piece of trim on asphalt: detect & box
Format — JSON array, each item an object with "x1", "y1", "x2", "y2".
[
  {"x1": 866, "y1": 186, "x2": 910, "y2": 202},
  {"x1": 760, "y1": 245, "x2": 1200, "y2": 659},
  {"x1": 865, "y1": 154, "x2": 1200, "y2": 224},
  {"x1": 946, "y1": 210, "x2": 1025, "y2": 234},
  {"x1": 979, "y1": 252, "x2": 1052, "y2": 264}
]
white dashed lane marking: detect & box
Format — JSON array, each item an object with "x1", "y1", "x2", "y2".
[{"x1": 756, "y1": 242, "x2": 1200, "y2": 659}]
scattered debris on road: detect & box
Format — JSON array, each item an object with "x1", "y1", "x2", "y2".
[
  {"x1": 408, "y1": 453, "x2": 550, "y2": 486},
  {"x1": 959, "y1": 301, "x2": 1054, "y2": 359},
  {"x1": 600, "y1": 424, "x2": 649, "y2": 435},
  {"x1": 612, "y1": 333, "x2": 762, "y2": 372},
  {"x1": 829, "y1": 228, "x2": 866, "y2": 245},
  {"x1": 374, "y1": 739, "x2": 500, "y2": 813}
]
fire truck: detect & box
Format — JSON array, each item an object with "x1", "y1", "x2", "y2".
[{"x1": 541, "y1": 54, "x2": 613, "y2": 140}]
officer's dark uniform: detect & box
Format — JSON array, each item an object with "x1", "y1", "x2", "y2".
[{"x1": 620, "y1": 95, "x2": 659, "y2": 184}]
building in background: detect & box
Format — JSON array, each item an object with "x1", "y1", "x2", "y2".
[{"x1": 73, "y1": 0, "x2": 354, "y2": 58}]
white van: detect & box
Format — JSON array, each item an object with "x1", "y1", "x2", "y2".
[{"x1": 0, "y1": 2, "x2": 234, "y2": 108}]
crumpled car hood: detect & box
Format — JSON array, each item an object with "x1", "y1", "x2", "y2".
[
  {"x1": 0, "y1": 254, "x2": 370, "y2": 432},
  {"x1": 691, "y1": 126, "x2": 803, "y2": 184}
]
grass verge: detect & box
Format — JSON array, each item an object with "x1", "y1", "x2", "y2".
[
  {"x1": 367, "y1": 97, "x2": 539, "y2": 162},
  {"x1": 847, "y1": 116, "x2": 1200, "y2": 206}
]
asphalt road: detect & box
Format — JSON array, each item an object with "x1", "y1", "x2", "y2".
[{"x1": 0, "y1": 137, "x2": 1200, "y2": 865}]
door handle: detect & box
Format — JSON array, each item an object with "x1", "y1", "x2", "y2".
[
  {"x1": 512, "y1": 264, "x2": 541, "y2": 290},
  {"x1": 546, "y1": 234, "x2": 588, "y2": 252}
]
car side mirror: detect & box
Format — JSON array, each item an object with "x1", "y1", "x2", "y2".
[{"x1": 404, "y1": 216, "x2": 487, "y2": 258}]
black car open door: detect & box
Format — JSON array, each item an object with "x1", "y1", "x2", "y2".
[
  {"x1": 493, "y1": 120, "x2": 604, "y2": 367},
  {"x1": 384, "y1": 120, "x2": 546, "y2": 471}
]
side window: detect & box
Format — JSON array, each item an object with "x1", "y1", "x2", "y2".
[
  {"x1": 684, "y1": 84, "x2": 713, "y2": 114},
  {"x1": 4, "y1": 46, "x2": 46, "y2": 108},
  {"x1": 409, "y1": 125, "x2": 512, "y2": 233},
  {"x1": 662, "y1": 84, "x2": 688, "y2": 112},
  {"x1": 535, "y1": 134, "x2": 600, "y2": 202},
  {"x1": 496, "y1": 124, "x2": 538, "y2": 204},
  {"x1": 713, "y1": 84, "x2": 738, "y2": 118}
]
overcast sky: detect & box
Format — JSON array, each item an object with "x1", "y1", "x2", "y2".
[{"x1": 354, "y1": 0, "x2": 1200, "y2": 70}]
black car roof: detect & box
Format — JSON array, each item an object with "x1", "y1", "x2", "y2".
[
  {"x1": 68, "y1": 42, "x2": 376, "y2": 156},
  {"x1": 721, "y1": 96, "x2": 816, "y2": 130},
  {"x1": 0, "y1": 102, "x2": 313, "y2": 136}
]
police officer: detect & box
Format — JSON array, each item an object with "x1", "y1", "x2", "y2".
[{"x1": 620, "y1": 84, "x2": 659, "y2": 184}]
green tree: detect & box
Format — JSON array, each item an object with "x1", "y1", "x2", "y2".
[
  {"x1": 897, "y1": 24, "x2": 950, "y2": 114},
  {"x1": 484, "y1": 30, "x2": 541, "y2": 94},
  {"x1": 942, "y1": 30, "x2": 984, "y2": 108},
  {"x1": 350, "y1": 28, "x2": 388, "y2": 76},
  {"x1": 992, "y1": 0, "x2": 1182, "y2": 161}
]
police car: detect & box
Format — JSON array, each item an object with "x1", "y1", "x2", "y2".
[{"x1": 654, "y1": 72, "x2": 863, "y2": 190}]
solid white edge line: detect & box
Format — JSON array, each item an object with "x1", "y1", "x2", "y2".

·····

Znajdź w powyższych rekordach wszystkie wiersze zawierające słowo „black” i przepisz je w całości. Wielkość liter ma znaczenie.

Wykonane zadanie ::
black car open door: detect & box
black car roof: detect & box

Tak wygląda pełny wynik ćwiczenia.